▸ **Task brief**: Show every line of the records that contains the word "cloud", copying each such line in full.

▸ **Data**:
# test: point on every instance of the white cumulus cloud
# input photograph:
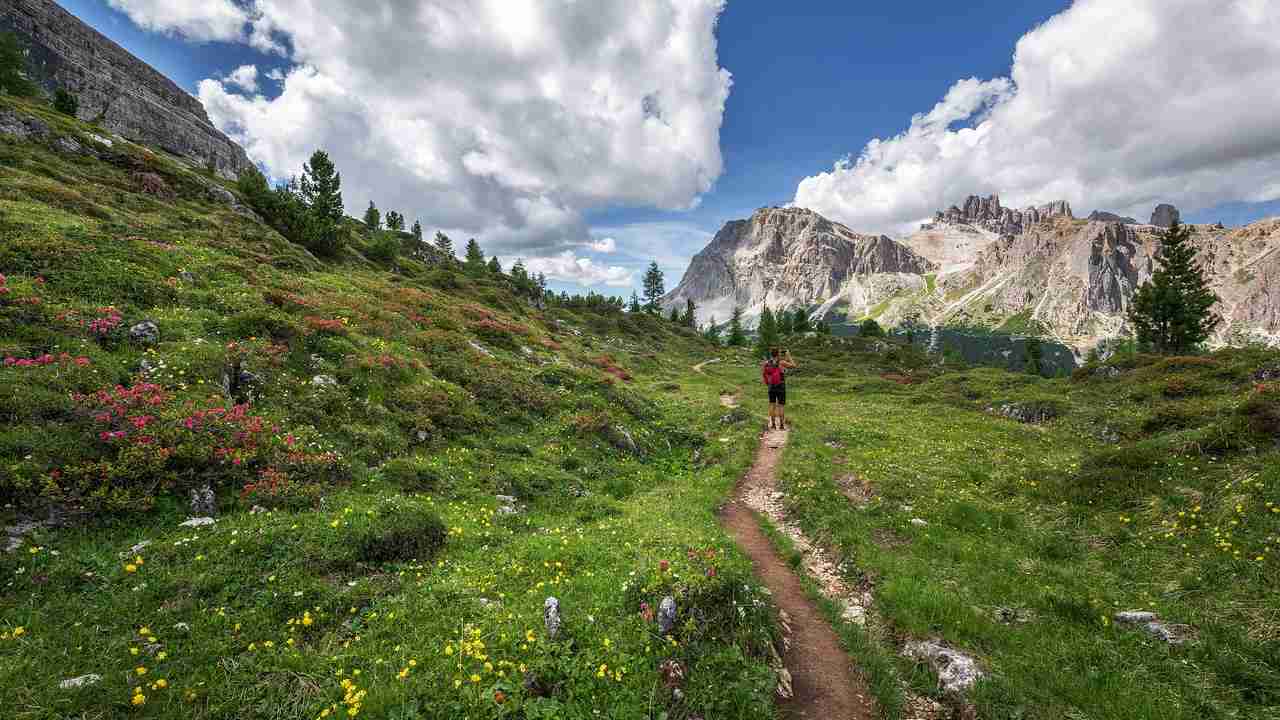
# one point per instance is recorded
(195, 19)
(504, 121)
(1110, 105)
(243, 77)
(567, 267)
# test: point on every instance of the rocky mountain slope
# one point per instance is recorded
(790, 256)
(981, 264)
(115, 90)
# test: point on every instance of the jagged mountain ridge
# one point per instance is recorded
(790, 256)
(981, 264)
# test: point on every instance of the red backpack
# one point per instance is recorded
(773, 373)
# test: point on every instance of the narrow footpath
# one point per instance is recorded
(823, 680)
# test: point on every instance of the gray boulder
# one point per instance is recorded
(145, 333)
(1165, 215)
(551, 618)
(956, 671)
(667, 615)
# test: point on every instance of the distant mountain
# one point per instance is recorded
(979, 264)
(789, 258)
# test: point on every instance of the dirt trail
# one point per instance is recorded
(823, 680)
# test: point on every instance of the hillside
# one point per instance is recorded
(406, 463)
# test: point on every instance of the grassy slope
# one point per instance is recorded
(1176, 510)
(266, 615)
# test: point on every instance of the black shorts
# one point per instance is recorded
(777, 395)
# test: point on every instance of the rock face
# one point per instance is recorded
(1104, 217)
(1165, 215)
(790, 258)
(122, 92)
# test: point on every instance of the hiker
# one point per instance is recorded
(776, 377)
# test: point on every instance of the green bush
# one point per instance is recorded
(406, 533)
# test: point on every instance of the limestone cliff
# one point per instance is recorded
(117, 90)
(790, 258)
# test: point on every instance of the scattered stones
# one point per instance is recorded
(83, 680)
(551, 616)
(956, 671)
(204, 504)
(1027, 413)
(1150, 621)
(145, 333)
(666, 615)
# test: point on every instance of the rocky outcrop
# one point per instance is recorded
(117, 90)
(794, 258)
(988, 214)
(1165, 215)
(1104, 217)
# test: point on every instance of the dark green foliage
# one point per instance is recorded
(373, 218)
(13, 64)
(65, 103)
(767, 333)
(408, 533)
(1173, 311)
(320, 191)
(474, 263)
(654, 287)
(736, 336)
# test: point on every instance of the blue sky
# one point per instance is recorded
(812, 82)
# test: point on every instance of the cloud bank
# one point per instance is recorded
(1109, 105)
(502, 121)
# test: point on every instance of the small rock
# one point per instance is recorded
(145, 333)
(202, 502)
(956, 671)
(551, 616)
(666, 615)
(83, 680)
(196, 523)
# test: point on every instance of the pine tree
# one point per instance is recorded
(444, 245)
(1171, 313)
(767, 333)
(474, 263)
(654, 287)
(321, 192)
(736, 337)
(13, 64)
(373, 218)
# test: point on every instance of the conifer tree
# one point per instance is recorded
(1171, 313)
(321, 191)
(736, 336)
(474, 263)
(767, 333)
(373, 218)
(444, 245)
(654, 287)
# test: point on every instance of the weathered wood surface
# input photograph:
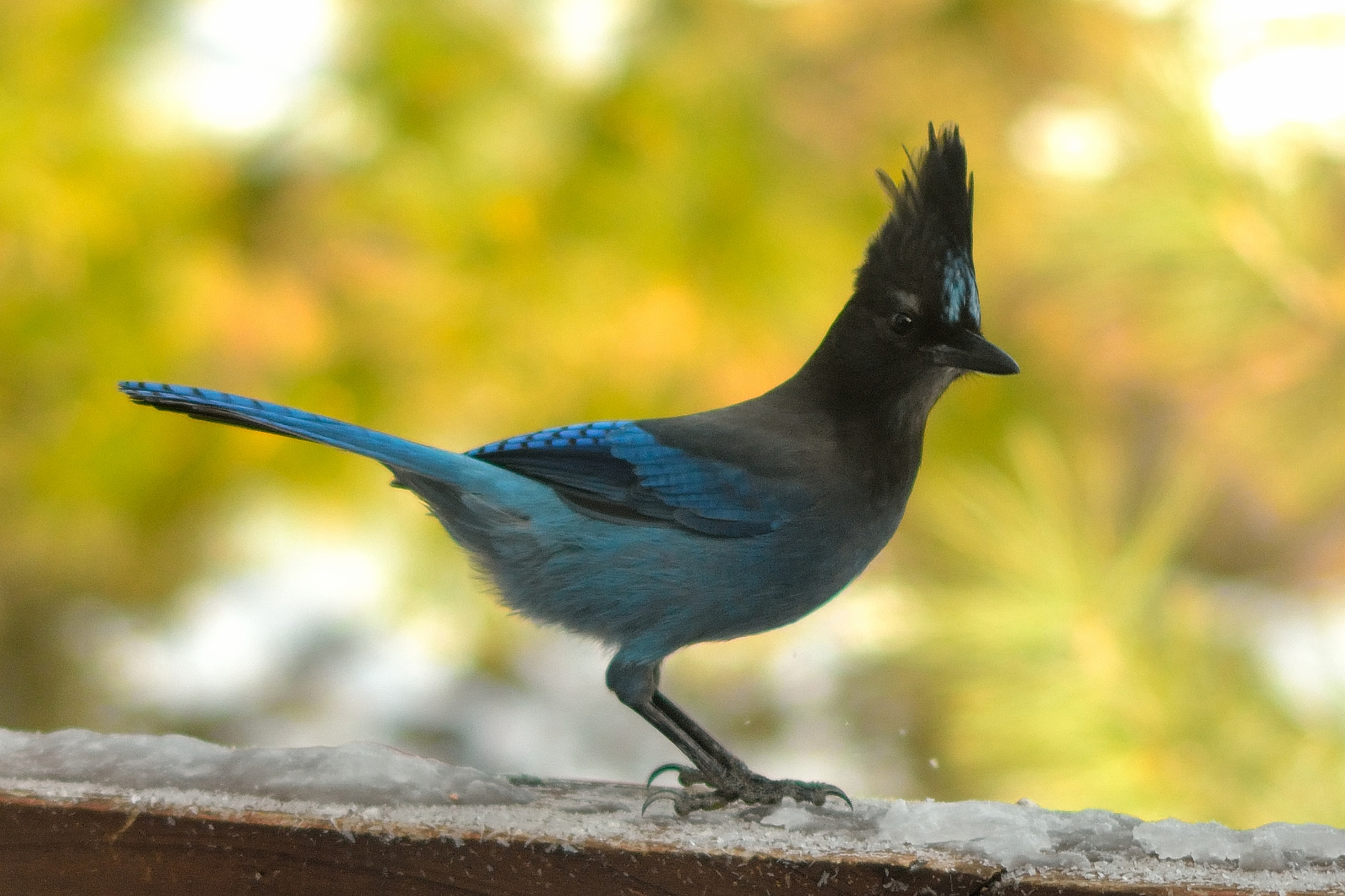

▸ **Exercise solution**:
# test: point on every instance of the white cumulus cloud
# test: point on every instance of the cloud bank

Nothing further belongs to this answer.